-- Data to use start --

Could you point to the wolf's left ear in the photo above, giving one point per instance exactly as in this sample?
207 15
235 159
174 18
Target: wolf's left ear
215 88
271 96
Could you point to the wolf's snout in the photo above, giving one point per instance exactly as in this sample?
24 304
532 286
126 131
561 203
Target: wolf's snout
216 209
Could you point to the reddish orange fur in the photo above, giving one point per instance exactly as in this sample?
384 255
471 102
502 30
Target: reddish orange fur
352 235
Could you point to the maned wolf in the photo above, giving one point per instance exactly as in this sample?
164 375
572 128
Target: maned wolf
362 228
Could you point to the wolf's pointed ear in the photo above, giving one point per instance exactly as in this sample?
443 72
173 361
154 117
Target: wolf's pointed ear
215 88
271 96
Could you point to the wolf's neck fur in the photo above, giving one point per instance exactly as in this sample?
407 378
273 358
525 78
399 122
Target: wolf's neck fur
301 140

-- Data to use end --
-- Data to use start --

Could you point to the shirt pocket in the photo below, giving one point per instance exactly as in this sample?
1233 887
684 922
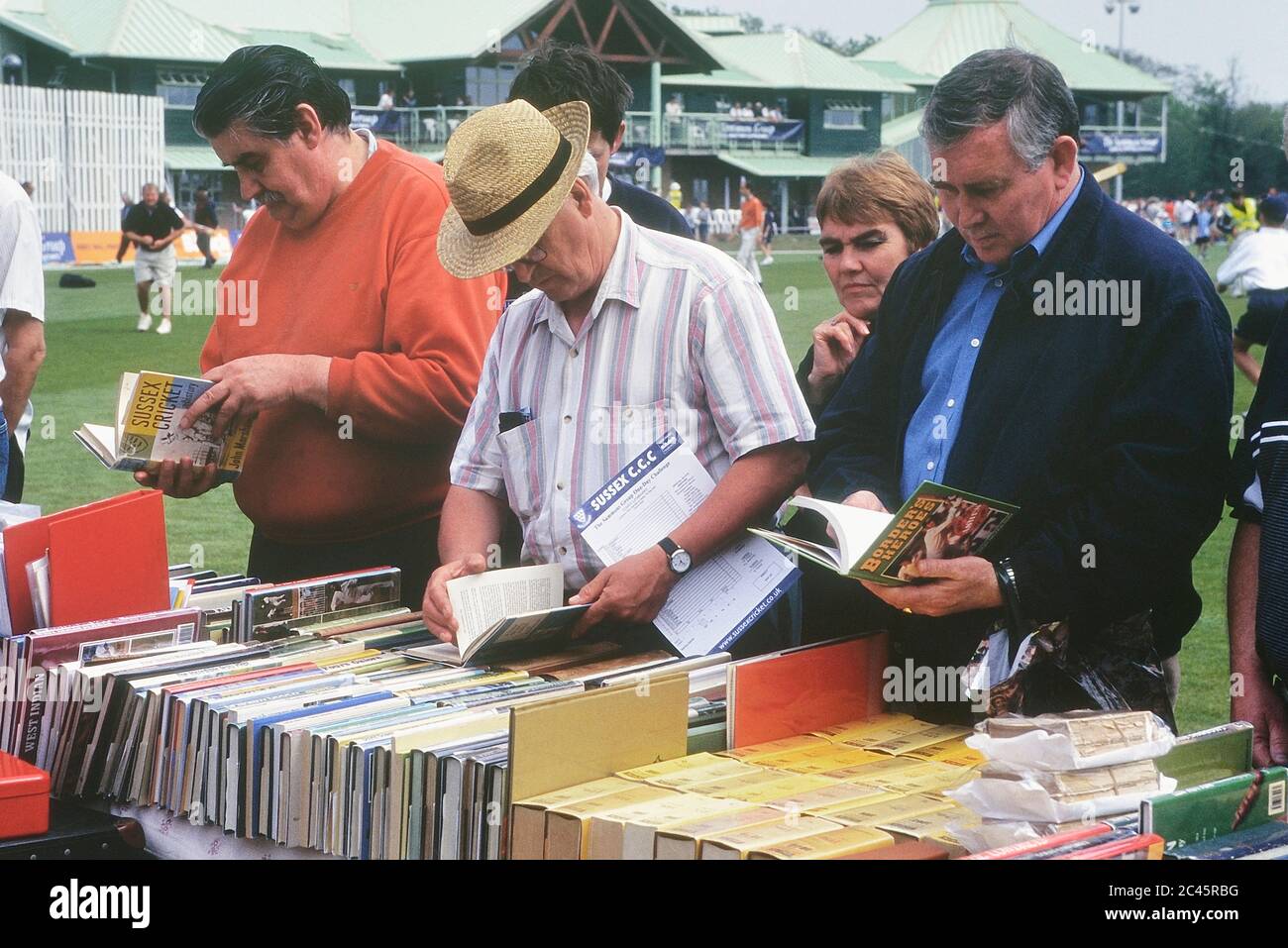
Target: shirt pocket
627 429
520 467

-- Data to use end --
-- Data to use start --

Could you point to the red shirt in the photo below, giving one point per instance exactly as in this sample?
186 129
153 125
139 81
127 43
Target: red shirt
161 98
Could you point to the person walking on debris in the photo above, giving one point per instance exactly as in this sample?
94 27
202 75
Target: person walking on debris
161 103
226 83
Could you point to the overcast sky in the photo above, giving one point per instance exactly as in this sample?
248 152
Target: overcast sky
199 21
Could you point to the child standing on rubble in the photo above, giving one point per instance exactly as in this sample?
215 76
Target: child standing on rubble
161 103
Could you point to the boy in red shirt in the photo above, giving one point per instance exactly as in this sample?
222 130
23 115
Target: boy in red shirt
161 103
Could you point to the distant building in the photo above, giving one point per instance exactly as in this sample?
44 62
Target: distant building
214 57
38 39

-- Data to use end --

## Given problem
Go through the entries above and list each line that contains the word "person".

## Full solution
Could you point to the person walking on debris in the photo above, giving one point per instance exactly as in this sample?
Target: person walking on debris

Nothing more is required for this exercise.